• [What to work on]
All entries below are to be retyped in full, precisely as they appear.

• [The data]
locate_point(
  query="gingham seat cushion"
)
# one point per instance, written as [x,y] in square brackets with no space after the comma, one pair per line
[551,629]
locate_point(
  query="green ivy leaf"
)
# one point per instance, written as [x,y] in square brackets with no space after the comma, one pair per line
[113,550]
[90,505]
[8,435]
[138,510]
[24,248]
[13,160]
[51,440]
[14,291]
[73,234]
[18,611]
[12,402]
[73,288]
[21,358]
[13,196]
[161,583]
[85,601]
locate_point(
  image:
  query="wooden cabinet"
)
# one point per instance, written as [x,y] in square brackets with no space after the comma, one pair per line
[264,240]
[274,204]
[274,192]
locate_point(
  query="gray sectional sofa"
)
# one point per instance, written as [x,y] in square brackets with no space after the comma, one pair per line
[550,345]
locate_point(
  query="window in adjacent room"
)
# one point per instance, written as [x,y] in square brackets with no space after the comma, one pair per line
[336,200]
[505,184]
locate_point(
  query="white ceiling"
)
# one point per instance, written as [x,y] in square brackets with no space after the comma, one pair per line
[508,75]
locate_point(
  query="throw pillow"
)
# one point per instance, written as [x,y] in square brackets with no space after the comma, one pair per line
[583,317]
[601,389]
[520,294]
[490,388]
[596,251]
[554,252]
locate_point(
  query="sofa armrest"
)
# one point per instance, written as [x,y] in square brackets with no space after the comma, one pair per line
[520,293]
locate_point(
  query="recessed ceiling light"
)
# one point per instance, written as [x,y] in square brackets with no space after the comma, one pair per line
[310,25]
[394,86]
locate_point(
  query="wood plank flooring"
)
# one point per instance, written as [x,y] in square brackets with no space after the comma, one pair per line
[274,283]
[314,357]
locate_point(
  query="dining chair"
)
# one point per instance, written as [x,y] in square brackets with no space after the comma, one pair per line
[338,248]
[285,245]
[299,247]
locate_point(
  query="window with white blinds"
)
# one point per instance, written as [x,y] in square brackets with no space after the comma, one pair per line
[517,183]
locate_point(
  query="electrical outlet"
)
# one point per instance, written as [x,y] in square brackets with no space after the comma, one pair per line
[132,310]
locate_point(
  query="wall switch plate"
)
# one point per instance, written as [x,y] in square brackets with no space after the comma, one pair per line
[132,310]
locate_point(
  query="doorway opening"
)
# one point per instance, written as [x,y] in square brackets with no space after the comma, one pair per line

• [Solution for this exercise]
locate_point(
  query="gingham seat cushion"
)
# one point per instance, written as [x,y] in square brackets with no space after the comma, one pair per line
[551,629]
locate_point(
  query="green ivy leaf"
)
# one point per instance, written as [x,y] in square brackets with no space after the comma, one pair per line
[113,550]
[90,505]
[8,435]
[138,510]
[24,248]
[13,160]
[51,440]
[14,291]
[73,234]
[18,611]
[12,402]
[73,288]
[21,358]
[13,196]
[161,583]
[85,601]
locate_point(
  image:
  query="wooden cabinet"
)
# one point per instance, written as [x,y] in square brackets with no space after the comma, one pair per line
[264,240]
[274,204]
[274,192]
locate_point(
  query="gray sectional sofa"
)
# one point per instance, written as [x,y] in square brackets with no space after the comma, one pair per line
[550,345]
locate_point(
  query="window in adjacent room"
)
# one point per instance, written as [x,y] in square brackets with no space after the comma, one pair per line
[336,200]
[505,184]
locate_point(
  query="white ceiling"
)
# one point per instance, written as [x,y] in square brackets with no space after the comma, one pair per line
[508,75]
locate_point(
  query="throw pillow"
)
# one point per instance, written as [x,y] in square brackets with no space after the comma, one pair per line
[583,317]
[601,389]
[520,294]
[490,388]
[596,251]
[554,252]
locate_point(
  query="sofa armrest"
)
# one point per instance, written as [x,y] in square brackets with no space after the comma, one pair per line
[520,293]
locate_point(
  query="recessed ceiling light"
)
# one point per instance, written as [x,y] in square brackets with no space after the comma, one pair per line
[310,25]
[394,86]
locate_point(
  query="wood plank flooring"
)
# one point per instance, written as [x,y] in square brackets with no space after the comma, one pair per line
[274,283]
[314,357]
locate_point(
  query="dining chair"
)
# one point per instance, written as [x,y] in square brackets with no space after the comma, one pair per line
[338,248]
[285,245]
[299,247]
locate_point(
  query="window with white blinds"
)
# one point per instance, written as [x,y] in square brackets with no space after the comma, one pair per line
[517,183]
locate_point(
  query="electrical outlet"
)
# one point per instance, written as [x,y] in square brackets with no space after the comma, one pair per line
[132,310]
locate_point(
  query="wall switch plate"
)
# one point per instance, written as [x,y] in square brackets with no space after the comma, one pair per line
[132,310]
locate_point(
  query="doorway opening"
)
# one point per instance, written as [x,y] in square brackets with no space after the comma, one pair per line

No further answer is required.